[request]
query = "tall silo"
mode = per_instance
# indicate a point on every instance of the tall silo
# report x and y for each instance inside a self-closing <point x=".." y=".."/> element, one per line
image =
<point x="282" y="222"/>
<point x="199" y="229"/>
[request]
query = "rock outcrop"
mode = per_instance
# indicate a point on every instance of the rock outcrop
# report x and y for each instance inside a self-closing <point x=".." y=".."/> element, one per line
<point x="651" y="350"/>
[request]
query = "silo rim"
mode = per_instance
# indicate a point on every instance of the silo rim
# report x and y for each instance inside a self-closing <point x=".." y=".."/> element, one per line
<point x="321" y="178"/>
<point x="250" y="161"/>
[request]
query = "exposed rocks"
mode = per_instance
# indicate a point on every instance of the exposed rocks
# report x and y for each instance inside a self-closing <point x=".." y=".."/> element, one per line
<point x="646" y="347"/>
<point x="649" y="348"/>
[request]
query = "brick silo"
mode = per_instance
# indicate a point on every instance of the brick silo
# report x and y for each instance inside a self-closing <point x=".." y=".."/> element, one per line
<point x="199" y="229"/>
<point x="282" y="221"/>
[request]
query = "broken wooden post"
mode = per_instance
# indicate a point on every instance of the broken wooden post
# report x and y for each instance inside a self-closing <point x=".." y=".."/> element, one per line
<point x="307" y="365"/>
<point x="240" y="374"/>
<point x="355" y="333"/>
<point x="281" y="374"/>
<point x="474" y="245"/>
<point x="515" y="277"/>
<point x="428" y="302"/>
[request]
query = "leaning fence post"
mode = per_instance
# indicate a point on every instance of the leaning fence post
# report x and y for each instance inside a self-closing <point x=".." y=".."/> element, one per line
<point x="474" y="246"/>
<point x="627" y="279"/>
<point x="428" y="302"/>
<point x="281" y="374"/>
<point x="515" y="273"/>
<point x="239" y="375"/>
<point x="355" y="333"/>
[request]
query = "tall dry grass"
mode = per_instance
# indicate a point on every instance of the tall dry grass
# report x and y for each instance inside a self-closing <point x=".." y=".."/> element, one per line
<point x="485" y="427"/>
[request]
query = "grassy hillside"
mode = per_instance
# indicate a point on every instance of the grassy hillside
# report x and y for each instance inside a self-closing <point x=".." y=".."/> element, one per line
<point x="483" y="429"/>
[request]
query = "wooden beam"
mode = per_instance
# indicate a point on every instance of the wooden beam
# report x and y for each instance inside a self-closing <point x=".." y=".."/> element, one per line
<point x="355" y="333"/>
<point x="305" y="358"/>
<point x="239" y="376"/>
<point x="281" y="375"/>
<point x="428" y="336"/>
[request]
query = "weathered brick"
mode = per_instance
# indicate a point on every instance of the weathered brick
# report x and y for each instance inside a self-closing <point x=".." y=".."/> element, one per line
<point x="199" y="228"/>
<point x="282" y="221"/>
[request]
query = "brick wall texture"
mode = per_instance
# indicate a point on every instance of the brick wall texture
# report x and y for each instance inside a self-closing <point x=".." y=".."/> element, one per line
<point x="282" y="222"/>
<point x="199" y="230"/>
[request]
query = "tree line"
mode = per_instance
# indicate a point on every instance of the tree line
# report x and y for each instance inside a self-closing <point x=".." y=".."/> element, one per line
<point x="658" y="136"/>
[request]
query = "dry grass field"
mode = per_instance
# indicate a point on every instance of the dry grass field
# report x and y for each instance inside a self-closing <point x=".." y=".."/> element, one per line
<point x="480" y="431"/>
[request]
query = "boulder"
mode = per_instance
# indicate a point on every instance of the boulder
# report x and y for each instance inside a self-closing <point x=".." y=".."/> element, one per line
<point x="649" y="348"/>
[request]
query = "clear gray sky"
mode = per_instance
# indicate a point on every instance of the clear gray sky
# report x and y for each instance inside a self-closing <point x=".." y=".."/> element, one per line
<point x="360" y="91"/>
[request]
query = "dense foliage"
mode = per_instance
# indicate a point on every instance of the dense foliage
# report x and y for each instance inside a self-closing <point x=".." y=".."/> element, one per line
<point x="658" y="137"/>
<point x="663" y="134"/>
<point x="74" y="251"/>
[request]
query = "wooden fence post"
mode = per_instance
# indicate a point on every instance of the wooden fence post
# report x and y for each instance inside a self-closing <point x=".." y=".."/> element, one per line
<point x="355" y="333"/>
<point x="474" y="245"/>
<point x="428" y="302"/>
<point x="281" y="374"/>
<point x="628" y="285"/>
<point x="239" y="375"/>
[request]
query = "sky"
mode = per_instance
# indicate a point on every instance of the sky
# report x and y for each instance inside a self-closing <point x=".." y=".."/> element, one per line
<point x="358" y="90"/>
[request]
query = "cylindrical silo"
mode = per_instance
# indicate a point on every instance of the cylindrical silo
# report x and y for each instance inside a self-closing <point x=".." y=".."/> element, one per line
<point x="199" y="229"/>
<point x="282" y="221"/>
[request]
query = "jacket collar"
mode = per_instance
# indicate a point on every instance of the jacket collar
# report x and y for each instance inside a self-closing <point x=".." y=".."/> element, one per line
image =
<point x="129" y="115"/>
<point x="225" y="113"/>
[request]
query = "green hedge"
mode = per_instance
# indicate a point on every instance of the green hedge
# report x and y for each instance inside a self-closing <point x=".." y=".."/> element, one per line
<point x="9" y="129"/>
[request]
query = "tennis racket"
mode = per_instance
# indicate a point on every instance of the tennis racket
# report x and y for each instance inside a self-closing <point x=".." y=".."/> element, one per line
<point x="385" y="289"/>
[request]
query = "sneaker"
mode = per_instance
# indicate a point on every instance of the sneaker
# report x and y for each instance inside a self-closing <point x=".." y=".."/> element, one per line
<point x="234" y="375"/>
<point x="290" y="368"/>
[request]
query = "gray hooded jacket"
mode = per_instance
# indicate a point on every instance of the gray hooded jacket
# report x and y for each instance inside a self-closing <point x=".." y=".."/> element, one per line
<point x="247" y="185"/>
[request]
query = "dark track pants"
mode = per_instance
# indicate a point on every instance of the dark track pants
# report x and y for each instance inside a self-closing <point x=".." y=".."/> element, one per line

* What the exercise asks *
Repeat the entries above exactly, leaving nothing out.

* Finished answer *
[request]
query = "tall silo"
mode = per_instance
# indicate a point on every instance of the tall silo
# report x and y for each instance inside a self-closing <point x=".." y=".."/> element, one per line
image =
<point x="282" y="222"/>
<point x="199" y="229"/>
[request]
query = "rock outcrop"
mode = per_instance
# indicate a point on every instance of the rock outcrop
# report x and y for each instance inside a self-closing <point x=".." y=".."/> element, one per line
<point x="651" y="350"/>
[request]
query = "silo rim"
mode = per_instance
# indicate a point on every instance of the silo rim
# report x and y for each instance inside a self-closing <point x=".." y=".."/> element, one per line
<point x="321" y="178"/>
<point x="250" y="161"/>
[request]
query = "exposed rocks"
mode = per_instance
# indicate a point on every instance of the exposed rocks
# report x and y for each instance inside a self-closing <point x=".." y=".."/> element, one per line
<point x="646" y="347"/>
<point x="649" y="348"/>
[request]
query = "brick silo"
mode = per_instance
# indicate a point on every instance of the brick silo
# report x and y for each instance inside a self-closing <point x=".." y=".."/> element, one per line
<point x="199" y="229"/>
<point x="282" y="221"/>
[request]
query = "broken wooden post"
mode = per_instance
# indicate a point on every instance of the broken wooden post
# report x and y for each instance inside a self-closing <point x=".." y=".."/> element, one per line
<point x="307" y="365"/>
<point x="240" y="374"/>
<point x="355" y="333"/>
<point x="281" y="374"/>
<point x="474" y="245"/>
<point x="515" y="277"/>
<point x="428" y="302"/>
[request]
query = "leaning fence post"
mode = per_instance
# indicate a point on every instance of the leaning fence post
# report x and y for each instance inside a self-closing <point x=".." y=".."/> element, one per line
<point x="474" y="246"/>
<point x="627" y="279"/>
<point x="428" y="302"/>
<point x="281" y="374"/>
<point x="515" y="273"/>
<point x="239" y="375"/>
<point x="355" y="333"/>
[request]
query = "tall dry grass"
mode = per_instance
# indicate a point on every instance of the tall dry grass
# report x and y for each instance inside a self-closing <point x=".." y=".."/> element, one per line
<point x="485" y="427"/>
[request]
query = "grassy hillside"
mode = per_instance
# indicate a point on every instance of the grassy hillside
# report x and y for each instance inside a self-closing <point x=".." y=".."/> element, one per line
<point x="483" y="429"/>
[request]
query = "wooden beam"
mode = per_instance
# indicate a point on every instance of the wooden beam
# report x and y for each instance inside a self-closing <point x=".." y=".."/> element, one per line
<point x="355" y="333"/>
<point x="305" y="358"/>
<point x="239" y="376"/>
<point x="281" y="375"/>
<point x="428" y="336"/>
[request]
query = "weathered brick"
mode = per_instance
# indicate a point on every instance of the weathered brick
# report x and y for each instance inside a self-closing <point x=".." y=".."/> element, one per line
<point x="199" y="228"/>
<point x="282" y="221"/>
[request]
query = "brick wall texture"
mode = per_instance
# indicate a point on every instance of the brick wall texture
# report x and y for each instance inside a self-closing <point x=".." y=".."/> element, one per line
<point x="282" y="222"/>
<point x="199" y="230"/>
[request]
query = "tree line"
mode = per_instance
# indicate a point on every instance of the tree line
# report x and y for each instance inside a self-closing <point x=".." y=".."/> element, one per line
<point x="658" y="136"/>
[request]
query = "dry grass field"
mode = per_instance
# indicate a point on every instance of the dry grass field
# report x and y for each instance inside a self-closing <point x=".." y=".."/> element, one per line
<point x="480" y="431"/>
[request]
query = "boulder"
mode = per_instance
# indicate a point on every instance of the boulder
# report x and y for each instance inside a self-closing <point x=".." y=".."/> element, one per line
<point x="649" y="348"/>
[request]
query = "clear gray sky"
mode = per_instance
# indicate a point on every instance of the clear gray sky
# report x and y for each instance inside a self-closing <point x=".." y=".."/> element, one per line
<point x="360" y="91"/>
[request]
query = "dense foliage"
mode = per_instance
# indicate a point on every instance of the dense foliage
# report x and y for each instance inside a self-closing <point x=".." y=".."/> element, one per line
<point x="658" y="137"/>
<point x="663" y="134"/>
<point x="74" y="251"/>
[request]
query = "wooden fence post"
mode = per_instance
# indicate a point on every instance of the wooden fence post
# report x and y for each instance inside a self-closing <point x=".." y=".."/> element, one per line
<point x="355" y="333"/>
<point x="474" y="245"/>
<point x="428" y="302"/>
<point x="281" y="374"/>
<point x="628" y="285"/>
<point x="239" y="375"/>
[request]
query = "sky"
mode = per_instance
# indicate a point on every instance of the sky
# report x and y for each instance inside a self-closing <point x=".." y=".."/> element, one per line
<point x="358" y="90"/>
[request]
query = "cylindrical silo"
mode = per_instance
# indicate a point on every instance of the cylindrical silo
# report x and y for each instance inside a self-closing <point x=".." y=".."/> element, one per line
<point x="199" y="229"/>
<point x="282" y="221"/>
[request]
query = "jacket collar"
mode = per_instance
# indicate a point on every instance of the jacket collar
# report x and y for each instance inside a self-closing <point x=".." y=".."/> element, one per line
image =
<point x="129" y="115"/>
<point x="225" y="113"/>
[request]
query = "green hedge"
mode = per_instance
# indicate a point on every instance of the green hedge
# report x and y for each instance inside a self-closing <point x=".." y=".."/> element, one per line
<point x="9" y="129"/>
[request]
query = "tennis racket"
mode = per_instance
# indicate a point on every instance of the tennis racket
# report x and y for each instance inside a self-closing <point x=".." y=".."/> element, one per line
<point x="385" y="289"/>
[request]
query = "sneaker"
mode = per_instance
# indicate a point on every instance of the sneaker
# report x and y for each instance inside a self-closing <point x=".." y=".."/> element, one per line
<point x="234" y="375"/>
<point x="290" y="368"/>
[request]
query = "gray hooded jacket"
mode = per_instance
# indicate a point on every instance of the gray hooded jacket
# report x and y for each instance inside a self-closing <point x=".." y=".."/> element, one per line
<point x="247" y="185"/>
[request]
query = "dark track pants"
mode = per_instance
# indicate a point on every instance of the dark track pants
# report x and y for each instance inside a self-closing <point x=".." y=".."/> element, one per line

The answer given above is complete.